··· Records supplied
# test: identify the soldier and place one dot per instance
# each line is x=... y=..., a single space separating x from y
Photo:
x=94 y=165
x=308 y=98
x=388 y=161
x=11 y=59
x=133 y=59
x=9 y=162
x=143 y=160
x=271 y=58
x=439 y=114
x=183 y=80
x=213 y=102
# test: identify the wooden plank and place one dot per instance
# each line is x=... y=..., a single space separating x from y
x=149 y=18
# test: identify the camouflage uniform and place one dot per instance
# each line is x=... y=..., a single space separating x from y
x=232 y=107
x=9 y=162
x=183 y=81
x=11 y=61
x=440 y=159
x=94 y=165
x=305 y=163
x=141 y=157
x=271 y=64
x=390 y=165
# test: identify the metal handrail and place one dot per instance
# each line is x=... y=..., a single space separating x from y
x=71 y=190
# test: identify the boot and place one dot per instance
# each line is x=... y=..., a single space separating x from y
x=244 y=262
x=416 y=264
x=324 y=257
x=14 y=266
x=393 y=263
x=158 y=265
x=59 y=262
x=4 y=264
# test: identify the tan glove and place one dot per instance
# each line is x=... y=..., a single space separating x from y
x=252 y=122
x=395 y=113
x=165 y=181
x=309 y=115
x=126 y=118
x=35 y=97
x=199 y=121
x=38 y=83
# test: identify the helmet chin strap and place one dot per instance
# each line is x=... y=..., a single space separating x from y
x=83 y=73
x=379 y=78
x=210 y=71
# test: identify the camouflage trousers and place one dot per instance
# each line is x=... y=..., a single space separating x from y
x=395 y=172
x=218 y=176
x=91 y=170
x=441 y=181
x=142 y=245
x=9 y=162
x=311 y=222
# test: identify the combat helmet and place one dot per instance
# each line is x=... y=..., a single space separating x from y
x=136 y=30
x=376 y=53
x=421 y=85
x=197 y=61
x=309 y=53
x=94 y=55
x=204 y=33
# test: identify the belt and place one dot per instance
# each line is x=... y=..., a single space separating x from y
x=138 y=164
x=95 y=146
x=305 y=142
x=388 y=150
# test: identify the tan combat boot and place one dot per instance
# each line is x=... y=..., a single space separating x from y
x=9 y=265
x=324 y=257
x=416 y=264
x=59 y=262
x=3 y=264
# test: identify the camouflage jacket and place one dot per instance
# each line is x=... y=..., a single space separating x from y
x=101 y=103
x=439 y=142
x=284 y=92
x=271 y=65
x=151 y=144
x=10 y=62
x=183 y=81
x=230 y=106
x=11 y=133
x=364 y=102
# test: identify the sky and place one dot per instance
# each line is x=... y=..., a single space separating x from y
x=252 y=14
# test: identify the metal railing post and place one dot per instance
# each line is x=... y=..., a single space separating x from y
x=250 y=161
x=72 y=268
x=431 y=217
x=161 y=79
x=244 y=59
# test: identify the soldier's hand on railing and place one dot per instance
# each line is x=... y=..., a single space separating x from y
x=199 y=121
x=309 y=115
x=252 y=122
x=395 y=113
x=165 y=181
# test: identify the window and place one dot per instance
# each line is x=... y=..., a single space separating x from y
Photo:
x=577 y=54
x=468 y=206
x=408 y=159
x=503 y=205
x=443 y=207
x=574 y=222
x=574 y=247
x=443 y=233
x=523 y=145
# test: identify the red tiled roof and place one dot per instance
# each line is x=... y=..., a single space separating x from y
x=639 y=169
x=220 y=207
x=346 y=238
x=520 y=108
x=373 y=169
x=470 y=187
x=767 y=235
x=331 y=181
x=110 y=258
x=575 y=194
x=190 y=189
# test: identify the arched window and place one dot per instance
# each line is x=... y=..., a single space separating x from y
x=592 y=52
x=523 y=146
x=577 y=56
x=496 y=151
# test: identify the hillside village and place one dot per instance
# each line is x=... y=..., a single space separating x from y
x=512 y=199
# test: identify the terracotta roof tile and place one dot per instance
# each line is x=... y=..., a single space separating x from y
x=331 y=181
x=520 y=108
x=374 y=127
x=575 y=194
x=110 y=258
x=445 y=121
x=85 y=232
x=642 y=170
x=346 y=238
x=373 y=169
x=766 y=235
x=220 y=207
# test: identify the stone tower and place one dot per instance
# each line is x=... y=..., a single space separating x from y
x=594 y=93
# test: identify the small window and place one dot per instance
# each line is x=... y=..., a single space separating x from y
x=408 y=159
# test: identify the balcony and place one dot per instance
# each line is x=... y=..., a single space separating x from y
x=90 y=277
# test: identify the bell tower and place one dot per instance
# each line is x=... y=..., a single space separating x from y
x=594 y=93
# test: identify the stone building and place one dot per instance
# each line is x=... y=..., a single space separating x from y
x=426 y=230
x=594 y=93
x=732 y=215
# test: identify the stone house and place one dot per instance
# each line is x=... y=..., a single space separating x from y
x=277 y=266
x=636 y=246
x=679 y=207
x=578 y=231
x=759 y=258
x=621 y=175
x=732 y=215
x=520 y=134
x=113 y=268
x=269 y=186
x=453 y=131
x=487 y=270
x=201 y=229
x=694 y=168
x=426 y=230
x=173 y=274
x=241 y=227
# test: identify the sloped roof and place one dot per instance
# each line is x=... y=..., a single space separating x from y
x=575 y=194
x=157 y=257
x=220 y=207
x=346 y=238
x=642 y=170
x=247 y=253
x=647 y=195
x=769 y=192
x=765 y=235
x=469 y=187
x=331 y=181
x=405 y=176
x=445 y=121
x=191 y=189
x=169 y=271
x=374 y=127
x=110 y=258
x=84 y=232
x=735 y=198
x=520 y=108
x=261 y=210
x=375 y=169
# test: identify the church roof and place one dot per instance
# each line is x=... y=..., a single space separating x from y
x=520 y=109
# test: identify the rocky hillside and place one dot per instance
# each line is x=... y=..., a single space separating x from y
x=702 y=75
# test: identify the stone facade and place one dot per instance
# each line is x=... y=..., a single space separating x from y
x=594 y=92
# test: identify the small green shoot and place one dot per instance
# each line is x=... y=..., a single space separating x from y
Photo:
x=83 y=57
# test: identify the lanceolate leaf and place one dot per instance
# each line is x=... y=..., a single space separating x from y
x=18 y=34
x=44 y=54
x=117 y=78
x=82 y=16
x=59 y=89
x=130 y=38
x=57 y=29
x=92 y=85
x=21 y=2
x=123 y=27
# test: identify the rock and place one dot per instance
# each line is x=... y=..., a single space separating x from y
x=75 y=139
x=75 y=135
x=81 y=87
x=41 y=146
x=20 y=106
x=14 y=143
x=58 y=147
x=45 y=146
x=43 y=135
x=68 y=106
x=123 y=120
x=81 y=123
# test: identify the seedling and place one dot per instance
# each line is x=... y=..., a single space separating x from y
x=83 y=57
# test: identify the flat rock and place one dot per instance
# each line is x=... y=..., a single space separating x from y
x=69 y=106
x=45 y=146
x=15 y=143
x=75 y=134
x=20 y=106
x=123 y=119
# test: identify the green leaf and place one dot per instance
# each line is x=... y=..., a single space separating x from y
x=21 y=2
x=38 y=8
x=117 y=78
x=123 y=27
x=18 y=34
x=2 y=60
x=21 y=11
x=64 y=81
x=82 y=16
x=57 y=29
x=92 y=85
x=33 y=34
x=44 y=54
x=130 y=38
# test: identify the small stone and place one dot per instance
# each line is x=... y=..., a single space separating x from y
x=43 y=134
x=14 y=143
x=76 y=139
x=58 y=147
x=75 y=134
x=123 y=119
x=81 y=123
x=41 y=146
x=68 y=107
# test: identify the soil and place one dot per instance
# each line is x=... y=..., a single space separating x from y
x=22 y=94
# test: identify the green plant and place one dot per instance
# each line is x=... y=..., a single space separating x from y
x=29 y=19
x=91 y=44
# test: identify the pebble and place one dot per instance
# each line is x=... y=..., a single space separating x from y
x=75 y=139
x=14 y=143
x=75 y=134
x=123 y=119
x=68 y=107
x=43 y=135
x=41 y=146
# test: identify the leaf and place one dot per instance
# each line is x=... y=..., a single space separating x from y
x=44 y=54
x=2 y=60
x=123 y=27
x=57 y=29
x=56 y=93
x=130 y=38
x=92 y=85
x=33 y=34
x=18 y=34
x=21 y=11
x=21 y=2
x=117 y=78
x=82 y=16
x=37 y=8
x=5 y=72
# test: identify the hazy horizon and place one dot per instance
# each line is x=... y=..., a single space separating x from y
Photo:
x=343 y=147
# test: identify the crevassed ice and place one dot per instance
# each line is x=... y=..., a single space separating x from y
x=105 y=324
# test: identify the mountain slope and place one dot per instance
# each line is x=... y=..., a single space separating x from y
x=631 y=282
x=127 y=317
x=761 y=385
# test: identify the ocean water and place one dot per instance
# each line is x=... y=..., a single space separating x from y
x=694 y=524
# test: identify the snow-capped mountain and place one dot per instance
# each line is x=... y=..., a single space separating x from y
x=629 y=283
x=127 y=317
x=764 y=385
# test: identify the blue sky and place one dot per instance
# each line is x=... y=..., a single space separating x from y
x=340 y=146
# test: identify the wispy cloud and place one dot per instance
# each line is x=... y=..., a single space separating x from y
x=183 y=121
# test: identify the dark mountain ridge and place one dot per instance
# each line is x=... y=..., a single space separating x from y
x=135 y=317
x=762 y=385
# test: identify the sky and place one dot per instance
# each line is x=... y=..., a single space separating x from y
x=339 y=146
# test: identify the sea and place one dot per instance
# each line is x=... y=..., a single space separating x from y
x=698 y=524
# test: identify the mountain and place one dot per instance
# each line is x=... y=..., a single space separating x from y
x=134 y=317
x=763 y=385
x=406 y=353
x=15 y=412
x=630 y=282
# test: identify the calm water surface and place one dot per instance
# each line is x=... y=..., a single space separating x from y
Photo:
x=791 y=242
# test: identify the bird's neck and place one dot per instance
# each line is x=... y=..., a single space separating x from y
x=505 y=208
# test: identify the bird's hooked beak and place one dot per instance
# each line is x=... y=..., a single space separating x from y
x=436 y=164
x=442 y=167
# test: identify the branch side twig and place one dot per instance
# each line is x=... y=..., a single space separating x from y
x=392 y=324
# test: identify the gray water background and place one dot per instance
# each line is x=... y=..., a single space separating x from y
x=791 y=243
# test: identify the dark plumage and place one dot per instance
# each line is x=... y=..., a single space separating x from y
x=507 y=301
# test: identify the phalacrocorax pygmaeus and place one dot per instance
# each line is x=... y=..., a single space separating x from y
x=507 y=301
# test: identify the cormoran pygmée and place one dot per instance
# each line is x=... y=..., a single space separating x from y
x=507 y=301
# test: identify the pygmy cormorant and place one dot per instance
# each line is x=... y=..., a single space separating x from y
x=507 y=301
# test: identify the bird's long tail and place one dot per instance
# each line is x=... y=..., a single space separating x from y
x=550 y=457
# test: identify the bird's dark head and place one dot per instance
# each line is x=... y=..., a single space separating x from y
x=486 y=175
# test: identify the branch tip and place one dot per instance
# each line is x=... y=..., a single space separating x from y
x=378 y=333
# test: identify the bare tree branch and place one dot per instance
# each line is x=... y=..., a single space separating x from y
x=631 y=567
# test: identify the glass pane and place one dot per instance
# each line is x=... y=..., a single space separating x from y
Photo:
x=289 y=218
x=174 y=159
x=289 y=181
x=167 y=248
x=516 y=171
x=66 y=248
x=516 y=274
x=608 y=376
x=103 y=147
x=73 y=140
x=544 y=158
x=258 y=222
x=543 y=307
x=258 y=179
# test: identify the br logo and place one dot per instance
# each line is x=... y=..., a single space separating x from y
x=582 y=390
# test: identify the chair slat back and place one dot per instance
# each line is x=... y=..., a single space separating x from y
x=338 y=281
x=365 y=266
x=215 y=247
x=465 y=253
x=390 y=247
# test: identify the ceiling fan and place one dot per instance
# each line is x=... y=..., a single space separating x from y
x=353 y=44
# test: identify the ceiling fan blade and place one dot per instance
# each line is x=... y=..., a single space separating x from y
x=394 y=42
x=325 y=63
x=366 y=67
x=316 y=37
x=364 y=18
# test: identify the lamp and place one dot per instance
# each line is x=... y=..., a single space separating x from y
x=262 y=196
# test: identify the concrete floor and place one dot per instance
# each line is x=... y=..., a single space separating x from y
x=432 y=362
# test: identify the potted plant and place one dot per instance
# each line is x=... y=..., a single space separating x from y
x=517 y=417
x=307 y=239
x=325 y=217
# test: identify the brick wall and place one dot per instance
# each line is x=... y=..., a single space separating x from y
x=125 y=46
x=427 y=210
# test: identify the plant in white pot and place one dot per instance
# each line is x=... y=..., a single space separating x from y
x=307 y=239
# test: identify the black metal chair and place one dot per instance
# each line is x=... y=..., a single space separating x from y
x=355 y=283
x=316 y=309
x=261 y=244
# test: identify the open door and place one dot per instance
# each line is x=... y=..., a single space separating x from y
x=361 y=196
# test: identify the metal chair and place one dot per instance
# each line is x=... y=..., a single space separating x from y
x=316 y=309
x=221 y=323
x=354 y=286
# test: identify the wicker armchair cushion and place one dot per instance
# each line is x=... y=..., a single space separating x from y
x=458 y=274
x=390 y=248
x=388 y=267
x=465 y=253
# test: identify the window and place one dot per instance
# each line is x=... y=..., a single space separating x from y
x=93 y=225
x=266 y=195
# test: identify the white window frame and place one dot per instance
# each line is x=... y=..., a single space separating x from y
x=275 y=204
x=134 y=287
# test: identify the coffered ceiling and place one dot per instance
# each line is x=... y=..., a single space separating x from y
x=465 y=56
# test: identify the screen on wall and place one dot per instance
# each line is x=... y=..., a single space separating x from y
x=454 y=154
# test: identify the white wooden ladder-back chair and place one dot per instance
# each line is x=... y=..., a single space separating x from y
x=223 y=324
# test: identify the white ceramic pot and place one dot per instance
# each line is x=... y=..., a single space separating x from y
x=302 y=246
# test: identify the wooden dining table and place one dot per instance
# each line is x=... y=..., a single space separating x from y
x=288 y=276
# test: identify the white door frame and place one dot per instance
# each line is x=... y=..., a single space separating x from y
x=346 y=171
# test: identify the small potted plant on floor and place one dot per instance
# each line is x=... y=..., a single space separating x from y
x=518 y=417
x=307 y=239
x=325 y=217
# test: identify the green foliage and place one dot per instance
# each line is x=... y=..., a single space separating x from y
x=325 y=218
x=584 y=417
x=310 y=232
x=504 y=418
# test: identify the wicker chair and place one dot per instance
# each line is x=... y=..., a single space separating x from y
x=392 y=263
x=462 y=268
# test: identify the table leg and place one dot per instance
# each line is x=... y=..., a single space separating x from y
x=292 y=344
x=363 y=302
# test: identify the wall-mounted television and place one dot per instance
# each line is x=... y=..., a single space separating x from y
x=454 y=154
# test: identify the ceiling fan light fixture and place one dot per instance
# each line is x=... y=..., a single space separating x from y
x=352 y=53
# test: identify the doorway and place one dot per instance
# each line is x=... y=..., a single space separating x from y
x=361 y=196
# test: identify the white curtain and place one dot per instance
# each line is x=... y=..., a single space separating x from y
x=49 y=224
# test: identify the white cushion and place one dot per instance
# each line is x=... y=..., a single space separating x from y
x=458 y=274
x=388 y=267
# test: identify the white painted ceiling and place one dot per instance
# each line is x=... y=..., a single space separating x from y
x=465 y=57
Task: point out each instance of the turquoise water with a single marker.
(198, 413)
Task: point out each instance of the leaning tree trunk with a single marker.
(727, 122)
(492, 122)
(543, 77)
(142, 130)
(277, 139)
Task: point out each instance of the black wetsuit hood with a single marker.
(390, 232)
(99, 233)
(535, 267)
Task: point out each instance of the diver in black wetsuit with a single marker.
······
> _Exercise brief_:
Exactly and only the lines from the line containing "# test: identify the table" through the last line of the entries should be copied, both ends included.

> _Solution to this task_:
# test: identify the table leg and place one dot per instance
# each line is x=... y=..., a single space separating x from y
x=292 y=344
x=363 y=302
# test: identify the wall-mounted television and place one dot per instance
# each line is x=... y=..., a single space separating x from y
x=454 y=154
# test: identify the ceiling fan light fixture and place one dot per instance
# each line is x=... y=..., a single space separating x from y
x=352 y=53
# test: identify the doorway and place one dot per instance
# each line is x=... y=..., a single space separating x from y
x=361 y=196
# test: identify the white curtain and place one dot per instance
# each line is x=... y=..., a single space separating x from y
x=49 y=224
# test: identify the white cushion and place one dot per instance
# each line is x=... y=..., a single space separating x from y
x=458 y=274
x=388 y=267
# test: identify the white painted ceiling and place one dot per instance
# each line is x=... y=..., a single space separating x from y
x=465 y=57
Task: point out each instance of the turquoise water with a single marker.
(198, 413)
Task: point out each instance of the leaning tree trunk with a single marker.
(727, 122)
(492, 122)
(543, 77)
(142, 130)
(277, 139)
Task: point out each instance of the black wetsuit hood with a single marker.
(390, 232)
(99, 233)
(535, 267)
Task: point out each instance of the diver in black wetsuit with a single marker.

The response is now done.